**Text block:**
========================================

Final report for GNC22-357
Project Information
Growing cover crops (CCs) on no-tillage (NT) fields has been widely recommended to regenerate degraded soils after many years of conventionally-tilled, low-intensity crop production. However, major barriers to the adoption of CCs exist in water-limited areas of the North Central Region including costs of establishing CCs, and risk of CCs reducing subsequent grain yields because of reduced soil water at next crop planting. Grazing CCs could provide economic benefits to offset revenue losses when the water use of CCs decreases subsequent grain yields and potentially increased system profitability. However, at this time, there is limited guidance on the optimum CC biomass removal rate for grazed CCs. Current Kansas Natural Resources Conservation Services (NRCS) recommended stocking rates are based on those developed for native rangelands.
This project was initiated in fall 2022 on a 20-ha producer field in Russell Co., KS to investigate the effects of CC biomass removal rates with cattle grazing on soil health parameters and grain crop yields, and profitability in no-till (NT) dryland cropping systems. The study design was a randomized complete block with three treatments and four replications. The treatments included ungrazed CCs, “talk-half-leave-half” (T-H-L-H, 50% biomass removal), and “graze-out” (G-O, 90% biomass removal). Results showed that T-H-L-H and G-O significantly reduced CC residue amount and height compared to ungrazed CCs but maintained residue cover on the soil surface similar to ungrazed CCs. Cover crop management had no significant effect on soil organic carbon, particulate organic matter, nitrate-N, or P concentrations. However, T-H-L-H somewhat increased soil bulk density compared to ungrazed CCs though both of these were similar to G-O. Soil penetration resistance, wind-erodible fraction, mean weight diameter of water stable aggregates, time-to-runoff, and subsequent grain sorghum yield were unaffected by CC management.

========================================

[Point annotation dataset items]

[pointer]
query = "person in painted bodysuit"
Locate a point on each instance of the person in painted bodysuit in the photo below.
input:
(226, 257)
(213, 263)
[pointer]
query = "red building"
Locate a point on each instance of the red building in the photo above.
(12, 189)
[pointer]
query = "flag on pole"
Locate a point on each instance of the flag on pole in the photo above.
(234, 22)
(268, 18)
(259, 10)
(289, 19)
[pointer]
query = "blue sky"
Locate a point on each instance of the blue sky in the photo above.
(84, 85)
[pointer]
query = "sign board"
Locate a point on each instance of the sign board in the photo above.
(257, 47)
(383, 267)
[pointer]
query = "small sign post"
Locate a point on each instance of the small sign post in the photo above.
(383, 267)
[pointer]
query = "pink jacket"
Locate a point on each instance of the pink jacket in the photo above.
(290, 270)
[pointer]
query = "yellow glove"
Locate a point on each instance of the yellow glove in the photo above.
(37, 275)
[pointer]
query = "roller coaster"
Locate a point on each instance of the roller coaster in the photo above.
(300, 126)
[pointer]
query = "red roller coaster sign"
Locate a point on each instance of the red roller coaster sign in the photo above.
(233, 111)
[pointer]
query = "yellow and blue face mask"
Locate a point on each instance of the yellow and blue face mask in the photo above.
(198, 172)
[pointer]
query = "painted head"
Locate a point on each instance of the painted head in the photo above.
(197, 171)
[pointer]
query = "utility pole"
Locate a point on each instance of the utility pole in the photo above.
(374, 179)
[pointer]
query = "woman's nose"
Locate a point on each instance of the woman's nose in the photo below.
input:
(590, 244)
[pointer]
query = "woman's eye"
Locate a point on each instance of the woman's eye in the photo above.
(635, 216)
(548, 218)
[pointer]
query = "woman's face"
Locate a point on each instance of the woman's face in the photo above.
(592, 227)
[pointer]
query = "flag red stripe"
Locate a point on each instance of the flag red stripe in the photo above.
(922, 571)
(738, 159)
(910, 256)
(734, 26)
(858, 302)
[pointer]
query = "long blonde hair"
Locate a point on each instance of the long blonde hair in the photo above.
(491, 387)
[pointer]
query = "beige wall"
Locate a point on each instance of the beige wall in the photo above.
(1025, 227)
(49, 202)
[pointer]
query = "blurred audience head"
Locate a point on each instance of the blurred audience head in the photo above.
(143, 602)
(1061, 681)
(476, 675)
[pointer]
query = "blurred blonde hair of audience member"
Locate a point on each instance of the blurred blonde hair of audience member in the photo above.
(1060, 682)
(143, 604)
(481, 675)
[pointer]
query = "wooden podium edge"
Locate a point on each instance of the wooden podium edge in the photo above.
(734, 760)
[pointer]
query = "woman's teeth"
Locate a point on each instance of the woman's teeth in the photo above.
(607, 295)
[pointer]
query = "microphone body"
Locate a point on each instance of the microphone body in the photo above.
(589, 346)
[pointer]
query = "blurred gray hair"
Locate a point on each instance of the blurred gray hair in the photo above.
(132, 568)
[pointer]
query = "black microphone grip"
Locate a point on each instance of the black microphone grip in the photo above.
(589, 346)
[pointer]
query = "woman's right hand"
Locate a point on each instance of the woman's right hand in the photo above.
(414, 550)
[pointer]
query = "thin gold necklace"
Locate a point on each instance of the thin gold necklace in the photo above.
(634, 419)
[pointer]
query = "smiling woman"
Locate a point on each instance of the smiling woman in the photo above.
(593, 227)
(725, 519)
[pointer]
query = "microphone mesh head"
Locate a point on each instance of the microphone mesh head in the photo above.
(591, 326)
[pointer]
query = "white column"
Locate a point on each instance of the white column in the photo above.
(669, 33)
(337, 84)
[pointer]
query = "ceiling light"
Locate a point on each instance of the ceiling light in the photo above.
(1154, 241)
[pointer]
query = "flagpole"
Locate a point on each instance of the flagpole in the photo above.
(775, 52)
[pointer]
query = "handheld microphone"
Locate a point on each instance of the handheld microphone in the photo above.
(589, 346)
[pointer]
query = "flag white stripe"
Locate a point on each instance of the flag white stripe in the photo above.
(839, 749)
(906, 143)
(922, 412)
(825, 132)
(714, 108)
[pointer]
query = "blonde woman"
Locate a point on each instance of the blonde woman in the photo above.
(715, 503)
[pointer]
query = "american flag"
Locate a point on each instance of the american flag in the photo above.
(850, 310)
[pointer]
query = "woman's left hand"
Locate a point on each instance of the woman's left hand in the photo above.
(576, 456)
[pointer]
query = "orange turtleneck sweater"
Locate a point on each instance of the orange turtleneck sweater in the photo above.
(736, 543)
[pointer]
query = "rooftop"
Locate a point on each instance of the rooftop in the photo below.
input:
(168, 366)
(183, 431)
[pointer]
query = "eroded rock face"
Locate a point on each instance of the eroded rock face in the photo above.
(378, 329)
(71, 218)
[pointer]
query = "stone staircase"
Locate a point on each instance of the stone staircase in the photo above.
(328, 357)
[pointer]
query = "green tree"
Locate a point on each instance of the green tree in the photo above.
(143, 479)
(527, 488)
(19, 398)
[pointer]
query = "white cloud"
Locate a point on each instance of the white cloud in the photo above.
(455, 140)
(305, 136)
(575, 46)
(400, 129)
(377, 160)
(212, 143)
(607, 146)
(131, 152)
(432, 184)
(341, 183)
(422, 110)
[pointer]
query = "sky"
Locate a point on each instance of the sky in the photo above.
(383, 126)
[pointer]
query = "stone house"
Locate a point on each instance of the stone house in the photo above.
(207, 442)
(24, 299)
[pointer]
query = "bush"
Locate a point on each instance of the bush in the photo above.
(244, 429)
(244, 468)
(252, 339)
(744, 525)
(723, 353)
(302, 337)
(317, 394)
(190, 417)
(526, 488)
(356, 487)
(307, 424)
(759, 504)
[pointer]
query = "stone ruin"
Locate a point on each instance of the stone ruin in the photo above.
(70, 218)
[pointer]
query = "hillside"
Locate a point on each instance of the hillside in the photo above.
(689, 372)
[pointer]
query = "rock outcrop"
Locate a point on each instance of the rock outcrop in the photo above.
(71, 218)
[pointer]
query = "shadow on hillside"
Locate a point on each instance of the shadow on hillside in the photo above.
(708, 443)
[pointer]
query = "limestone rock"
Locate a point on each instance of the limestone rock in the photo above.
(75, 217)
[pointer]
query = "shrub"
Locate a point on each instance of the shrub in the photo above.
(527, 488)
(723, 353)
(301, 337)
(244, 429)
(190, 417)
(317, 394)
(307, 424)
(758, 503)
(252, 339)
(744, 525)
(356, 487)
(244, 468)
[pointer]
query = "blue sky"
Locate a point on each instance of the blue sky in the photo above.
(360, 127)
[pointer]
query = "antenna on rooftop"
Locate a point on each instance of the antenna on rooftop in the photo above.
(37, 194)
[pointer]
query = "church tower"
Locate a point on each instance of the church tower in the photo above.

========================================

**Requests:**
1) According to the cover crop grazing report, what percentage of biomass is removed under the "graze-out" treatment?
2) Continue the cover crop grazing report from where it stops.

**Expected outputs:**
1) 90% biomass removal.

2)
These results suggest that farmers and ranchers may be able to graze CCs at greater intensities than T-H-L-H to maximize livestock gains while obtaining soil health and water quality objectives similar to ungrazed CCs, which could increase adoption of CCs in central and western Kansas. Greater adoption and implementation of cover crops would also benefit water quality protection and improvement efforts in reaching the goals of the approved 9 Element Watershed Restoration And Protection Strategies Plan developed in partnership with Kansas State University, Kansas Center for Agriculture Resources and the Environment, the Kansas Department of Health, and Environment and Environmental Protection Agency. Nevertheless, these observations were made under exceptional drought conditions, so further investigation will be necessary under conditions of average or above average precipitation when wet soils may be more susceptible to degradation by cattle hoof traffic.
For one dryland farmer/rancher in west central Kansas, cover crops have become a staple component of his livestock grazing plan. Cover crops allow him to delay moving cattle to native rangelands in the spring and also move cattle off rangeland earlier in the fall. This allows longer periods of rest, which has increased rangeland health on his operation. This farmer feels further empowered to implement cover crop grazing on his no-till cropland knowing that his soil health can be maintained or enhanced with proper stocking rates and duration of grazing. For him, grazing cover crops allows him to capture economic value in the form of livestock gains while making steps to enhance the health of his soil.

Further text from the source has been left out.